BEGIN
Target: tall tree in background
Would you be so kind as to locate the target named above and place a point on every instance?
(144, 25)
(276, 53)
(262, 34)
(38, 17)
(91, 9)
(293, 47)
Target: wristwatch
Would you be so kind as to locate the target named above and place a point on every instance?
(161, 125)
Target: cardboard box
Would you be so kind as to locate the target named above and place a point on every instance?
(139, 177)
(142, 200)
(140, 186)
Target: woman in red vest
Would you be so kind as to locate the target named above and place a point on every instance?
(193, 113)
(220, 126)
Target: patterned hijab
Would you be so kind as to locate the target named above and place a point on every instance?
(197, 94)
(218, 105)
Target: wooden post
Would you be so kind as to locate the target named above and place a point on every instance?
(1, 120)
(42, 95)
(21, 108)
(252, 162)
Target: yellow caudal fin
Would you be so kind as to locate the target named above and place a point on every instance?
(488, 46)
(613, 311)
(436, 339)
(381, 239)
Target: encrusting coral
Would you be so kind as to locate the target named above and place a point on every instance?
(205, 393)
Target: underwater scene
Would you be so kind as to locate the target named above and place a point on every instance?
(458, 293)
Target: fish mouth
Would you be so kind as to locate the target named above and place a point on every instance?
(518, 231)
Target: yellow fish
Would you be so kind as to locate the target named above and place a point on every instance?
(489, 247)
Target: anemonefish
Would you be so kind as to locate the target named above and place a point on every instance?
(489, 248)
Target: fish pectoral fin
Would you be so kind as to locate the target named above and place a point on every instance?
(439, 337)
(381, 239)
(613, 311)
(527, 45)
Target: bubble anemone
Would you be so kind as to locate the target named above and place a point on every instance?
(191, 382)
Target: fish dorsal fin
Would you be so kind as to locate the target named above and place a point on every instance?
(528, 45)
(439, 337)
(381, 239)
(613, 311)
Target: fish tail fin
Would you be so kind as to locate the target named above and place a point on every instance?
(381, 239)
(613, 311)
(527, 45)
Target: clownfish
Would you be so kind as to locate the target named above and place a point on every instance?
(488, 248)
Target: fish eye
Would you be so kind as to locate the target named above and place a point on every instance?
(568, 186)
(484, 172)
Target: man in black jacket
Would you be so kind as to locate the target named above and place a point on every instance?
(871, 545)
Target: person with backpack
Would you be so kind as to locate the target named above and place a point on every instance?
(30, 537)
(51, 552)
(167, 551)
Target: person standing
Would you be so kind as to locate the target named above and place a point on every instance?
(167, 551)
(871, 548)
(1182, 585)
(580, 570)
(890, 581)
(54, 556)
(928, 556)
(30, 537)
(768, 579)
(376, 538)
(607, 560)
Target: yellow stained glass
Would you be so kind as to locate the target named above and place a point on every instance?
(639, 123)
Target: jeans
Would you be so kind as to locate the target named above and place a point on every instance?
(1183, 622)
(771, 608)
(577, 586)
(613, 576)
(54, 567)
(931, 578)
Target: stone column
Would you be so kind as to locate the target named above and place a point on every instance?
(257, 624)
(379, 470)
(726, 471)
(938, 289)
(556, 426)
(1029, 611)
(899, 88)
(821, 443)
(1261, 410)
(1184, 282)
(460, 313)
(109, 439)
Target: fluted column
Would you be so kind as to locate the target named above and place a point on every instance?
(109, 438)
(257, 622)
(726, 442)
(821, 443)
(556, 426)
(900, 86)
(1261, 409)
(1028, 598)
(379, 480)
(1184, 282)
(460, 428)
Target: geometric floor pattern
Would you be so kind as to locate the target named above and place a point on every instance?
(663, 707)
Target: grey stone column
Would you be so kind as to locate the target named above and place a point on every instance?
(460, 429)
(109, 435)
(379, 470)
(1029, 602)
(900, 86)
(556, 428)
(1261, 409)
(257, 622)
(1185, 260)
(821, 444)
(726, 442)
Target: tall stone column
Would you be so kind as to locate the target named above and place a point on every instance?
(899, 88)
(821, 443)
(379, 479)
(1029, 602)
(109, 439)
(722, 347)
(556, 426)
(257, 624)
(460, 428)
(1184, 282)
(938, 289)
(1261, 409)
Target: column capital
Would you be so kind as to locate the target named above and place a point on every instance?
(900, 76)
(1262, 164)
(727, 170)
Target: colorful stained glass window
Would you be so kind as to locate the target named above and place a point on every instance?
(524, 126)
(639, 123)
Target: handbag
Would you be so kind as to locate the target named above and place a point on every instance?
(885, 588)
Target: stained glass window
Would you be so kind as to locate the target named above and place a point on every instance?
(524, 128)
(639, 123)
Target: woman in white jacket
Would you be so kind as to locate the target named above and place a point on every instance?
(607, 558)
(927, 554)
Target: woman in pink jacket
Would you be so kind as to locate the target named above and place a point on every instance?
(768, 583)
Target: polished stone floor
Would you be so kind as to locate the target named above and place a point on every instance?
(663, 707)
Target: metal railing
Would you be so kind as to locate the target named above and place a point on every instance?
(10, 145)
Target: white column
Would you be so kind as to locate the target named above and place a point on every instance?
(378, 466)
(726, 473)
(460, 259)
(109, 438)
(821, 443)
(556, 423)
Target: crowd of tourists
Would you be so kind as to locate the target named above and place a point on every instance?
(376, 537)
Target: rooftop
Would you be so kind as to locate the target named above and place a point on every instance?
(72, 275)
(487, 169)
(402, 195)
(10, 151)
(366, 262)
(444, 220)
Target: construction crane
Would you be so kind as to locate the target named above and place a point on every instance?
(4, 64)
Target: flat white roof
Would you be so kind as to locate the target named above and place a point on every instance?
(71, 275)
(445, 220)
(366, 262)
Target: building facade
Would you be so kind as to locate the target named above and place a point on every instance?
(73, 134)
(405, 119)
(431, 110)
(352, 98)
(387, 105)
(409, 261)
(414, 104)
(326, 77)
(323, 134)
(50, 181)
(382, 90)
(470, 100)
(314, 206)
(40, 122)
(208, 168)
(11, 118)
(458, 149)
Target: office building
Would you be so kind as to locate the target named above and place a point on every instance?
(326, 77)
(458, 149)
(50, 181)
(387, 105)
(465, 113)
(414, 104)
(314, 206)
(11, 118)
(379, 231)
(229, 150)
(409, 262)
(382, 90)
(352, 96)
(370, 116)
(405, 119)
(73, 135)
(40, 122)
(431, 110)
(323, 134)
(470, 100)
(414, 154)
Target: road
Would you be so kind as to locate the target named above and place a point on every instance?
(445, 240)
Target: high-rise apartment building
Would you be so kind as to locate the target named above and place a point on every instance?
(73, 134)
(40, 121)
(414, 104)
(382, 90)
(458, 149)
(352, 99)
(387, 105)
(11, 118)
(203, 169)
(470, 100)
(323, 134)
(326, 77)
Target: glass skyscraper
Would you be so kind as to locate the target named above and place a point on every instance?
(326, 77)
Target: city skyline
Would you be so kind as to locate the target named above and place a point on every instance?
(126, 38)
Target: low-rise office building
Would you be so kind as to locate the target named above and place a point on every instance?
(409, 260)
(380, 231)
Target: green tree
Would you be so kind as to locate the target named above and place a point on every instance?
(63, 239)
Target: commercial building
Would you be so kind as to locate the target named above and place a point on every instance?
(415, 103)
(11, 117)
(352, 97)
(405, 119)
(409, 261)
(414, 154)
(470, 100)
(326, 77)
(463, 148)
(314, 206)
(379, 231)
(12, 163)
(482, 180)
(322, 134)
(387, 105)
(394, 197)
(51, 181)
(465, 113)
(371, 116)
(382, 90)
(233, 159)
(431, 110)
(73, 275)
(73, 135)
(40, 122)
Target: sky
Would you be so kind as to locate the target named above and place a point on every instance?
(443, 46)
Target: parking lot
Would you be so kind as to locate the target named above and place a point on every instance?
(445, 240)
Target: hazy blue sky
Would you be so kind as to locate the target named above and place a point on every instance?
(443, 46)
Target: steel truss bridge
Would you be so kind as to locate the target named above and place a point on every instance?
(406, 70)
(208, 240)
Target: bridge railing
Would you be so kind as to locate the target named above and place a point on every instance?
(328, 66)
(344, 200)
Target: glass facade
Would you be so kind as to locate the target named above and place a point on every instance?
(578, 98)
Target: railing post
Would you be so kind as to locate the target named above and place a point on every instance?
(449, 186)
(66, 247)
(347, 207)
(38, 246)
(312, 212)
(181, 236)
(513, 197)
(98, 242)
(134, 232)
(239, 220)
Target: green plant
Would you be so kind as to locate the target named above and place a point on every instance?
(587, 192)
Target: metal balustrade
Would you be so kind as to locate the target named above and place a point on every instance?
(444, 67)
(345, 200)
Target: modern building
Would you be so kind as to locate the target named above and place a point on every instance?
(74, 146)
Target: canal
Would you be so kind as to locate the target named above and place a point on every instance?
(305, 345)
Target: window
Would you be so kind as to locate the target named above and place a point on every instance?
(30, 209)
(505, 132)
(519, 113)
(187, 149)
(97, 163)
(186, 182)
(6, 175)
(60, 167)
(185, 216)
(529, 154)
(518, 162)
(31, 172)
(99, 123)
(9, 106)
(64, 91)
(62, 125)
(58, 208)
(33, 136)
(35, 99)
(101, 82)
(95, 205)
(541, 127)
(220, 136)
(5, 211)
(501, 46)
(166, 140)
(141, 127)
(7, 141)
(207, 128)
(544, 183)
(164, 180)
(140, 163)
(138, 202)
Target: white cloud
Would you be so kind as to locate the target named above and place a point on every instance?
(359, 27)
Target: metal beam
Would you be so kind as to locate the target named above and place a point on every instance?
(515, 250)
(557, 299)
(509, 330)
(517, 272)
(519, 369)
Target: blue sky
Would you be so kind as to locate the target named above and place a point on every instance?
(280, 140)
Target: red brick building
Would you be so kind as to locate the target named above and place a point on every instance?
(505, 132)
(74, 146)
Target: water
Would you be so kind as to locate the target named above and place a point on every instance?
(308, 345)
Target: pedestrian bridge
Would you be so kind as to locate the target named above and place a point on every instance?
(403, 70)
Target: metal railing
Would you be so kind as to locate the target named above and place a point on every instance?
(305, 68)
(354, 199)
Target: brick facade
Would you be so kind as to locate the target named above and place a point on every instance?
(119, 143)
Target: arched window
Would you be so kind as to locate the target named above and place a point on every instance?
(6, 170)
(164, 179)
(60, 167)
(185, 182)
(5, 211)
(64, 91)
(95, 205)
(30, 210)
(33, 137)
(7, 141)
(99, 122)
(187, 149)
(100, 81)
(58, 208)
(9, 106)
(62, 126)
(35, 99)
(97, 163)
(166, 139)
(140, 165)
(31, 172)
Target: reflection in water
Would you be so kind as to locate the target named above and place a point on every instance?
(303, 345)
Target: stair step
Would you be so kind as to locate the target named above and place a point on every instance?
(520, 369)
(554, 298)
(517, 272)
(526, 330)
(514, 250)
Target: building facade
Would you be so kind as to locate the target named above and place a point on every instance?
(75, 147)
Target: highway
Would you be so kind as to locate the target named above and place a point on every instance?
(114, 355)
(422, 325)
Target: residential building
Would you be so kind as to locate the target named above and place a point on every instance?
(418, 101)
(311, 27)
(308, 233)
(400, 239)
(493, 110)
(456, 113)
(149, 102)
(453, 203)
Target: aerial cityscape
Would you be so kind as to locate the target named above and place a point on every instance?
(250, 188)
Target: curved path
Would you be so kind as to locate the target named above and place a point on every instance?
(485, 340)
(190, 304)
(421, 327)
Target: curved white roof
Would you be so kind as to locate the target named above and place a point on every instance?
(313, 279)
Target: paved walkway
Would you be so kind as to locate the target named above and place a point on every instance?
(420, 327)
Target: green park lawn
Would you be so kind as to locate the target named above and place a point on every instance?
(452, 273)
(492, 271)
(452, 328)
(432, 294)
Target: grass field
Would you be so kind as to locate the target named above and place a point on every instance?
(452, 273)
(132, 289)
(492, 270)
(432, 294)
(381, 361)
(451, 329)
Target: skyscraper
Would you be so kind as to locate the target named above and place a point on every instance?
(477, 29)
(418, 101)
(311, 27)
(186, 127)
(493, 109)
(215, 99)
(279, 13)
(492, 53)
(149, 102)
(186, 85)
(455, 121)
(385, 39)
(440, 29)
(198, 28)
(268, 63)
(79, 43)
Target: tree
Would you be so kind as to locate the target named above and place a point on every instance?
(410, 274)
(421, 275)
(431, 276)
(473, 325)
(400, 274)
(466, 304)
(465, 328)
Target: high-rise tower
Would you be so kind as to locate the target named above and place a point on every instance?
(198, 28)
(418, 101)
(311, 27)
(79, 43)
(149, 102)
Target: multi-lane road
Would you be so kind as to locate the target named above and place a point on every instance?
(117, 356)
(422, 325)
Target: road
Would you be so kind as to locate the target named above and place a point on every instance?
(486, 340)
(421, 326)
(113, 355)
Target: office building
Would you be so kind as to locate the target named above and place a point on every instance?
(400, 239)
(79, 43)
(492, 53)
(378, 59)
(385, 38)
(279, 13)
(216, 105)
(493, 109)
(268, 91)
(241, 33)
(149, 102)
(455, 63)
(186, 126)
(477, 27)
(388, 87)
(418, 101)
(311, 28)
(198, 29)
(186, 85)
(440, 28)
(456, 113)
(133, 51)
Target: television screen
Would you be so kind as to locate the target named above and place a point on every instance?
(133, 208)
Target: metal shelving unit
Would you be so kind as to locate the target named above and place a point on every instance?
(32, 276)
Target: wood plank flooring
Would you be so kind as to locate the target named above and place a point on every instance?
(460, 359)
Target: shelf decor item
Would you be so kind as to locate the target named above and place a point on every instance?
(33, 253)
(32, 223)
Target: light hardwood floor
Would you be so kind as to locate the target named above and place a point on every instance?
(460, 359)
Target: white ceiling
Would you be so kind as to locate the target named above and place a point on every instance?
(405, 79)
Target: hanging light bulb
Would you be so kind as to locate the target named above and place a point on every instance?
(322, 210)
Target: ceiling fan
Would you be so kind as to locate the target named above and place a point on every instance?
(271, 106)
END
DIRECTIVE: Write out, as a numbered list, the part of the entries that opens with the line containing "Target: ceiling fan" and runs through the end of the entries, both ends included and blank lines omitted.

FINISHED TASK:
1. Target: ceiling fan
2. Would you be so kind as to locate the target named above and place a point on every instance?
3. (271, 106)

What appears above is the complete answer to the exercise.